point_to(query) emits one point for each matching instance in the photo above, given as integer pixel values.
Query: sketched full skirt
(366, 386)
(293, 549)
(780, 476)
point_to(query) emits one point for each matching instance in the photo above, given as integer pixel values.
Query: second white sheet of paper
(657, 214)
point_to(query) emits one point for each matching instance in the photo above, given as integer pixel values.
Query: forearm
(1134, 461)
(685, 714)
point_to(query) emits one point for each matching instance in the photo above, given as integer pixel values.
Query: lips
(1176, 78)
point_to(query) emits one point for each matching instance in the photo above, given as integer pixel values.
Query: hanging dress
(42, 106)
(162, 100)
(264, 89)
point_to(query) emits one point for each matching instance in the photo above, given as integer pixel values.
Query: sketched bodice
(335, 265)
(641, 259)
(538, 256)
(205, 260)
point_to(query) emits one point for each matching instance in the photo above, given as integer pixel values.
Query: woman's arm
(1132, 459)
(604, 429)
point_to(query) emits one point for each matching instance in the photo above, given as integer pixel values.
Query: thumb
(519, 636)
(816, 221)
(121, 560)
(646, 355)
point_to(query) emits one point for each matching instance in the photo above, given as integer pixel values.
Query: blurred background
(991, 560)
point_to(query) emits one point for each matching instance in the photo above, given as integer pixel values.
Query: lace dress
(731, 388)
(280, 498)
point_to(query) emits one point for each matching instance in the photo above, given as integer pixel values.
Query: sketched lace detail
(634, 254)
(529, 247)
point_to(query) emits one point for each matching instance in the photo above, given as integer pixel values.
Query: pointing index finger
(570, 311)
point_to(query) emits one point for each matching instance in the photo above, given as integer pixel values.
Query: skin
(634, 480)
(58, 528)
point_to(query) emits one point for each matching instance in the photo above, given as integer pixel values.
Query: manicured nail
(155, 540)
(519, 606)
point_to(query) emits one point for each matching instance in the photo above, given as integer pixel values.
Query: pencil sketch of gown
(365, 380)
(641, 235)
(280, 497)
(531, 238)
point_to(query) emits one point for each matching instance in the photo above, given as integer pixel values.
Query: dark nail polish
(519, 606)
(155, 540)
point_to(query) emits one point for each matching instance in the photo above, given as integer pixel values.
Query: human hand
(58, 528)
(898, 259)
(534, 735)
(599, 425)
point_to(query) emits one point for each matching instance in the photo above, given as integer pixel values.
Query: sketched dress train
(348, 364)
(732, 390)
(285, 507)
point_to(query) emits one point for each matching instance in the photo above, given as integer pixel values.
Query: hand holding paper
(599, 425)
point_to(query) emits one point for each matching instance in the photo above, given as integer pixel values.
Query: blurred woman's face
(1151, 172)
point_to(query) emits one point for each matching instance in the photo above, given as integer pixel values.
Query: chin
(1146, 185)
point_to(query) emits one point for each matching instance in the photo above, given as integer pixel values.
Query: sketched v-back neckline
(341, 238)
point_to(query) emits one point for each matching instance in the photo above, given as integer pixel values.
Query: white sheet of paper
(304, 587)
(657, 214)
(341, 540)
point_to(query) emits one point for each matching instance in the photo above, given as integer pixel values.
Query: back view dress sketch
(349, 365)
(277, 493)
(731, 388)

_ _ _ _ _

What to do:
Please give the listing again exactly, line for line.

Solved problem:
point_to(query) emits one point for each matching instance in the photo above, given as integer pixel values.
Query: sketched full skirt
(366, 386)
(293, 549)
(780, 476)
point_to(query) emits one point for each matching instance in the photo above, given as integer pixel values.
Query: second white sheet of paper
(657, 214)
point_to(query) emits one point for each matching instance in the photo above, given as integer pixel values.
Query: forearm
(1134, 461)
(685, 714)
point_to(query) emits one point for each matching instance in the photo above, given as integer pixel values.
Query: lips
(1176, 78)
point_to(query) emits one point for each matching instance in the photo above, given as integer pixel values.
Query: hanging dress
(42, 106)
(162, 100)
(264, 89)
point_to(query) emits one point for each matching instance in the photo above, given as integer pixel values.
Query: sketched bodice
(335, 265)
(641, 259)
(538, 256)
(205, 260)
point_to(query) emits one point for each matching instance in the photo above, given as integer pixel values.
Query: woman's arm
(1132, 459)
(604, 429)
point_to(query) emits one point for each matching instance in the photo above, given as integer pixel values.
Query: thumb
(519, 636)
(816, 221)
(121, 560)
(646, 355)
point_to(query) emits one point for each matching instance in the photo above, given as integer pixel values.
Query: blurred background
(991, 560)
point_to(query) emits one point for each matching instance in the photo above, given as integer pixel values.
Query: lace dress
(731, 388)
(280, 498)
point_to(query) emits one point for each matching instance in the photo above, given as integer pixel values.
Query: sketched lace detail
(634, 254)
(529, 247)
point_to(query) emits one point for each matching instance in the photo above, given as integer pixel values.
Query: pointing index finger
(570, 311)
point_to(query) emits one point for each matching instance in the photo above, given as integer pixel values.
Query: skin
(634, 480)
(58, 528)
point_to(query) emits one point for each matching instance in the photo above, given as integer pixel values.
Query: manicured nail
(155, 540)
(519, 606)
point_to(query) emits one point for each matching instance in the photo above, given as integer pixel values.
Query: pencil sketch of gown
(365, 380)
(641, 235)
(280, 497)
(531, 238)
point_to(query) emits one point for each matching instance in the photo above, given as integer pixel values.
Query: dark nail polish
(519, 606)
(155, 540)
point_to(query) emits one point for each matching instance in the photo above, given as integer pixel values.
Query: human hand
(58, 528)
(898, 259)
(534, 735)
(599, 425)
point_to(query) emits one point for each matching instance in the photo above, given as integer pixel values.
Query: sketched dress train
(348, 364)
(732, 390)
(285, 507)
point_to(query) emits one point for each matching instance in the photo above, given as integer pixel values.
Query: hand holding paper
(599, 425)
point_to(query) emits one point for each matching instance in the photo above, given as integer pixel values.
Query: blurred woman's face
(1151, 172)
point_to(query) emits one point for each matching instance in the photo above, given as integer pixel values.
Query: chin
(1146, 185)
point_to(query) emits one point for each matching instance in the photo above, given as integer pixel values.
Query: sketched v-back neckline
(341, 238)
point_to(query) emits one point for each matching instance in the photo above, given as integer pixel values.
Query: white sheet of paper
(304, 587)
(657, 214)
(341, 540)
point_to(query) emits one point for each matching instance in the photo above, given as integer pixel values.
Query: back view dress sketch
(349, 365)
(277, 493)
(731, 388)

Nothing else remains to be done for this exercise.